> **EXCERPTED TEXT**

☆ ☆ ☆

The standard also identifies some other outcomes of system use that are not considered part of usability, but are highly relevant:

  • Accessibility: how usable is the system by people with a wide range of needs? This is discussed further in Chapter 11.
  • Avoidance of harm from use: what negative consequences might arise from using the system?

These are shown as further measures in Figure 6.1.

Figure 6.1 Measures of usability

images

ITERATIVE DESIGN IN A USER-CENTRED PROCESS

The method for testing usability described above will allow us to evaluate one particular design. However, being able to evaluate one design falls a long way short of guaranteeing a good final product. Many products and systems are inherently complex. A system’s fitness for purpose is the result of even more complex interactions among its intrinsic properties, the users’ characteristics, behaviours and motivations, their goals, and all the other elements of the social, physical and technical environment. We can only hope to achieve a good end product by proceeding with comparatively small steps and testing as we go. This is why user-centred design is iterative, as described in Chapter 3.

☆ ☆ ☆

> **TO-DO LIST**
- A) Translate this sentence from the usability passage into Spanish: "We can only hope to achieve a good end product by proceeding with comparatively small steps and testing as we go."
- B) Retype everything in the usability passage from "The standard also" down to "in Chapter 11.", with no changes.

> **INFORMATION SHOWN**

☆ ☆ ☆

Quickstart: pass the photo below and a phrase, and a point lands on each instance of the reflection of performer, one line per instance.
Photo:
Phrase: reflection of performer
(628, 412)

☆ ☆ ☆

> **ANSWERS PER TASK**
- A) Solo podemos aspirar a lograr un buen producto final avanzando con pasos comparativamente pequeños y haciendo pruebas sobre la marcha.

- B)
The standard also identifies some other outcomes of system use that are not considered part of usability, but are highly relevant:

  • Accessibility: how usable is the system by people with a wide range of needs? This is discussed further in Chapter 11.